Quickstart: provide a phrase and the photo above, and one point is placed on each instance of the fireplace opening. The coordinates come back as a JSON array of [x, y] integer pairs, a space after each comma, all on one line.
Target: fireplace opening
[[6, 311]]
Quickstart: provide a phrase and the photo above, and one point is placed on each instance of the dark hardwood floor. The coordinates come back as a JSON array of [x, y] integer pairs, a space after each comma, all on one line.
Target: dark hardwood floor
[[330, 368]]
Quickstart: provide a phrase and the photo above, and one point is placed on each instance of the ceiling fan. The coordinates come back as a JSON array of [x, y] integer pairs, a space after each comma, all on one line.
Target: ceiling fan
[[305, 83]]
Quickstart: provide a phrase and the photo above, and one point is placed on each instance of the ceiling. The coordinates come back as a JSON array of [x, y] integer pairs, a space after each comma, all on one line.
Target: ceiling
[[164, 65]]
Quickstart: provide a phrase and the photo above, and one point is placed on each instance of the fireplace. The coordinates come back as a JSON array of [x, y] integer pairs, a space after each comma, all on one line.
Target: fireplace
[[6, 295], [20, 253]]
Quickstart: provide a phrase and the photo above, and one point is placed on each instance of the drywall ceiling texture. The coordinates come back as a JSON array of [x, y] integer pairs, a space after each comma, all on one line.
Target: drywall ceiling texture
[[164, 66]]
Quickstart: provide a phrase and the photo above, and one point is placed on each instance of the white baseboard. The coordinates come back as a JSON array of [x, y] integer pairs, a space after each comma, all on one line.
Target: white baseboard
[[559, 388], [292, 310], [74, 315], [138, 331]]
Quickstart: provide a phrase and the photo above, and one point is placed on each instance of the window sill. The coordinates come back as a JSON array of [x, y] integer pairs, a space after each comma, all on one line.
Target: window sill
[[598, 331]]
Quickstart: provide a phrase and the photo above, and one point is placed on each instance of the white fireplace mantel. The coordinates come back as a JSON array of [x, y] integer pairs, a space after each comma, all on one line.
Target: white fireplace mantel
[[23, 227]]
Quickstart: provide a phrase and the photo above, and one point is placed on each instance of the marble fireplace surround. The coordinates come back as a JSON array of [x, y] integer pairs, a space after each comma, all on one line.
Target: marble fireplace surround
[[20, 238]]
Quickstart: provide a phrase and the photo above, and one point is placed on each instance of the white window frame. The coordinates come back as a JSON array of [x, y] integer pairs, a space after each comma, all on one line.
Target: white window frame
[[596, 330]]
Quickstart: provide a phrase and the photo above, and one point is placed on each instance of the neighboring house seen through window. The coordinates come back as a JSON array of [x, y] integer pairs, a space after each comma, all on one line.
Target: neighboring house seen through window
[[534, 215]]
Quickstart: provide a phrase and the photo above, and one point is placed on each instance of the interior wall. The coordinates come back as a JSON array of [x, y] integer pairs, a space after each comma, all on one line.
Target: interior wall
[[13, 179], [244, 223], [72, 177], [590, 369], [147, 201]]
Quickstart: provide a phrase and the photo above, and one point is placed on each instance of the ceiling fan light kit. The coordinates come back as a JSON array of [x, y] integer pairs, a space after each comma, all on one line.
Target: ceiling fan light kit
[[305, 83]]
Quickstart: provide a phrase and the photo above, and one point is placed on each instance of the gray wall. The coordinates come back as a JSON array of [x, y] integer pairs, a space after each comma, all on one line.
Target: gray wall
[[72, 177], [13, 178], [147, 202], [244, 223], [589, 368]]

-.-.-

◆ What is being asked ◆
Rewrite the entries, starting at the line that contains "of the marble" and ending at the line that contains "[[596, 330]]". Keep every line in that span unchanged except the answer coordinates, each of which should be raised by 77.

◆ Complete output ◆
Quickstart: provide a phrase and the photo above, and one point is placed on each instance of the marble fireplace surround. The coordinates come back as a JSON array of [x, y] integer pairs, a space after each comma, all on one line.
Target: marble fireplace surround
[[97, 315]]
Quickstart: provide a phrase and the photo above, and one point is placed on each instance of the white window frame. The coordinates come back as a JSON array of [x, y] integer pairs, a space after each comma, all on one line.
Target: white window frame
[[673, 407]]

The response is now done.